Extrait ->
☆ ☆ ☆ ☆ ☆
Le gaz algérien pourrait-il nous sauver d’un hiver qui s’annonce… sibérien ?

gaz algérien

Le prix du gaz bat record sur record. À la suite des déclarations de Vladimir Poutine menaçant de couper le gaz aux Européens, cet hiver, en cas de grand froid, le TTF Rotterdam a dépassé les 300 €/MWh, soit un prix multiplié par 10 en un an. De son côté, Emmanuel Macron est arrivé en Algérie pour une visite officielle de trois jours. L'objectif officiel est de « refonder une relation qui s’est tendue depuis plusieurs années ». Le choix de la date n’est en effet pas anodin puisqu’il coïncide avec le 60e anniversaire de l'indépendance de l'Algérie. Beaucoup pensent pourtant que la visite du Président est principalement motivée par le gaz algérien, substitut possible au gaz russe aujourd’hui très courtisé. Est-ce vraiment raisonnable ?

L’Algérie est un producteur majeur de gaz (100 milliards de m3 par an) pointant à la dixième place mondiale. Sa production est assez stable depuis le début du siècle, oscillant entre 90 milliards et 100 milliards de m3. Elle possède un réel potentiel de croissance, mais à condition d’investir massivement dans le développement de nouveaux champs, ce qui n’a pas vraiment été le cas au cours des dernières années. À moyen terme, elle pourra maintenir son potentiel mais pourra difficilement l’accroître.
☆ ☆ ☆ ☆ ☆
Données fournies ->
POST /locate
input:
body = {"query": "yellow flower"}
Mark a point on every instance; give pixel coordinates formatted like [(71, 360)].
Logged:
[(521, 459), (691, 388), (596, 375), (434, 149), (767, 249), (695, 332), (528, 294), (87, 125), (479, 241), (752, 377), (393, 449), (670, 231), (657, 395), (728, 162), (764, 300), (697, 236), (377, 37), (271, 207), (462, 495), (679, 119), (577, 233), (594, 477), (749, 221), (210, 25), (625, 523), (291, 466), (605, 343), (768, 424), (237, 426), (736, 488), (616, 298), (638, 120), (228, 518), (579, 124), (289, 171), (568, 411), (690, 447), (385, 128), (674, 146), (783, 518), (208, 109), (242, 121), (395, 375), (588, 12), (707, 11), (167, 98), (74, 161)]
☆ ☆ ☆ ☆ ☆
Travail à réaliser -> Prolongez l'article sur le gaz algérien au-delà de sa dernière phrase. Les items ci-dessus forment un matériau distinct de l'article sur le gaz algérien.

Réponse proposée ->
L’Algérie a consommé, en 2021, 45 % de sa production pour son usage domestique. Une consommation qui, compte tenu de l’explosion démographique (population multipliée par quatre depuis l’indépendance et accrue de 44 % depuis 2000), a été multipliée par 2,5 depuis le début du siècle. La part domestique devrait donc s’accroître dans le futur aux dépens des exportations, qui représentent aujourd’hui 55 % de la production. Le gaz algérien est, en majorité, exporté vers l’Europe par gazoduc (34 milliards de mètres cubes) mais aussi sous forme de gaz naturel liquéfié (16 milliards de mètres cubes).

Principalement produit dans le Nord saharien (la célèbre région d’Hassi Messaoud), le gaz algérien peut être transporté vers l’Europe via trois gazoducs principaux traversant l’Italie et l’Espagne qui sont, par la même occasion (avec, dans une moindre mesure, le Portugal), les principaux « clients gazoduc » de l’Algérie.

Le Maghreb-Europe connecte l’Algérie à l’Espagne via le Nord marocain et le détroit de Gibraltar. Il a une capacité de 13,5 milliards de m3. Le Medgaz, d’une capacité de 10,5 milliards de m3, relie directement l’ouest de la côte algérienne au sud de l’Espagne (Alméria). Enfin, le Trans-Méditerranéen est composé de deux gazoducs parallèles d’une capacité totale de 40 milliards de m3. Il transite via la Tunisie (qui prélève un droit de passage d’un milliard de m3) et la Sicile puis remonte l’ensemble de la péninsule italienne. La capacité totale des trois gazoducs (64 milliards de m3) est donc largement supérieure à la capacité actuelle d’exportation (34 milliards de m3).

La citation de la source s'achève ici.